ISTRUZIONI:
**1)** Nel testo su Porto d'Ascoli, quanto era larga la foce del Tronto secondo una testimonianza del Trecento?
**2)** Copia dal testo su Porto d'Ascoli il passo da "di Renato Novelli" a "chiamava Selva Giurata.".
**3)** Scrivi il seguito del testo su Porto d'Ascoli, a partire dopo la sua ultima frase.

TESTO DI LETTURA:
════════

San Benedetto del Tronto | Continuando a passeggiare...

di Renato Novelli


Essere o non essere non è un problema, ma una tautologia. Come dire A o B, coleottero o automobile, non si “predica” nulla. Così scriveva Reichenbach, campione del neo positivismo logico. Ma Porto e non porto è un’antinomia. A Porto d’Ascoli c’è il porto nel nome, ma non c’è nessun porto. Il porto un tempo ci fu. Sarà stato un approdo ligneo, come ce ne erano tanti nel Medioevo. La foce del Tronto, dicono gli storici, era allora più a Sud. Era anche più ampia. Secondo una testimonianza del Trecento la bocca del fiume contava sessanta metri. La costa era in gran parte impaludata e la Sentina non aveva uno sbocco al mare. L’area tra il Ragnola e il Tronto era coperta da una foresta che si chiamava Selva Giurata.

Le erbe del periplo della Sentina, d’inverno, sfamavano greggi nomadi di pecore, che la selva inghiottiva nel nulla. Gli abitanti di Monteprandone dichiaravano l’intenzione di intervenire, ma non avevano milizie per combattere il male oscuro dell’abigeato. O forse erano loro stessi guardie e ladri. I Capitani di Ascoli inviarono un presidio di abitanti nell’area della Sentina. Potremmo dire Porto d’Ascoli Neanderthalensis. Perché quel centro abitato come l’Homo di Neasrdernthal si è estinto, non prima di avere aperto un canale di comunicazione tra la Sentina e il mare credendo di sconfiggere lo “malo aere”. Non esistevano gli ambientalisti e nessuno protestò. San Benedetto Castello, in fondo, ha subito uno sviluppo insostenibile, ma si è espanso, pur cambiando identità, per allargamenti successivi. Da Castello a borgo marinaro, a città turistica a centro di terziario: l’anima si è perduta, ma le tracce di ogni fase sono visibili. Porto d’Ascoli, come le metropoli dell’antichità, è mutata fino a far scomparire quello che c’era prima delle mutazioni.

════════

DATI REGISTRATI:
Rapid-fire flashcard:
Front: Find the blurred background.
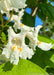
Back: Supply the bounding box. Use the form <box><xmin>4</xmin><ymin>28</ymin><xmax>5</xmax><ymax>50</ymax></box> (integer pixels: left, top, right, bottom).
<box><xmin>0</xmin><ymin>0</ymin><xmax>54</xmax><ymax>75</ymax></box>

════════

RISPOSTE:
**1)** Sessanta metri.

**2)**
di Renato Novelli


Essere o non essere non è un problema, ma una tautologia. Come dire A o B, coleottero o automobile, non si “predica” nulla. Così scriveva Reichenbach, campione del neo positivismo logico. Ma Porto e non porto è un’antinomia. A Porto d’Ascoli c’è il porto nel nome, ma non c’è nessun porto. Il porto un tempo ci fu. Sarà stato un approdo ligneo, come ce ne erano tanti nel Medioevo. La foce del Tronto, dicono gli storici, era allora più a Sud. Era anche più ampia. Secondo una testimonianza del Trecento la bocca del fiume contava sessanta metri. La costa era in gran parte impaludata e la Sentina non aveva uno sbocco al mare. L’area tra il Ragnola e il Tronto era coperta da una foresta che si chiamava Selva Giurata.

**3)**
Le tracce sono labili e bisogna scoprirle. Questi pensieri accompagnano il passeggiatore, quando dal Lungomare gira verso Via Mare ed ha nel raggio di visuale un villino di caccia con dipinti di anatre selvatiche tra palazzi nuovi, e i negozi della piazza. I palazzi e il villino sono come il Circo Massimo e la sede della FAO a Roma: diverso lo spessore del tutto, ma uguale lo stridore dei due mondi rappresentati. L’emozione corre ad un paesaggio che non c’è più. Via Mare è elegante, negozi, negozi, negozi. Una vera società del leisure, del tempo libero da imprigionare nei consumi. Ha meno Glamour, forse, di Corso Moretti, ma più efficienza espositiva.

Ma lungo questo corso, non vi è traccia della frazione di Monteprandone, organizzata attorno all’economia agraria della zona. E più avanti passato il sottopassaggio della Ferrovia, solo un viandante astuto potrebbe credere che lì, dove ora negozi, bar, centri amministrativi, fioriscono, un tempo c’era una fabbrica di cassette per la frutta e il pesce che si chiamava Florentia ed impiegava più di trecento operai. O che svoltando a sinistra, tra negozi raffinati, si calpesta il suolo di un magazzino ortofrutticolo appartenuto ai Fratelli Parracciani.

Avanti verso la Statale, aspetta la caserma Guelfa. Non è l’edificio più rilevante storicamente che l’intera San Benedetto possa vantare ? E la torre che la sovrasta lungo il pendio della collina, non è forse il simbolo più puro, cioè senza altre motivazioni, se non la difesa del piccolo, popolo locale dalle incursioni dei pirati ? In una illustrazione del Seicento che Lucilla De Niccolò ha trovato a Londra un lustro fa circa, la caserma Guelfa è un edificio solitario, con due file di alberi verso il mare e una strada che porta alla Torre.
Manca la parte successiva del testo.